— What to produce —
The complete set of records should be given again verbatim.

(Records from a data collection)
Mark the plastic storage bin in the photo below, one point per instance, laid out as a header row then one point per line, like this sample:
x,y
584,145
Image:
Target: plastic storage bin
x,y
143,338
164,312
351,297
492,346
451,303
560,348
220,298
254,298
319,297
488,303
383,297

— Response box —
Mark the plastic storage bin in the photo below, one point per instance, laid out as a header row then one point per line, like this sample:
x,y
584,145
Image:
Target: plastic storage bin
x,y
143,338
164,312
351,297
492,346
451,303
560,348
220,298
254,298
319,297
488,303
383,297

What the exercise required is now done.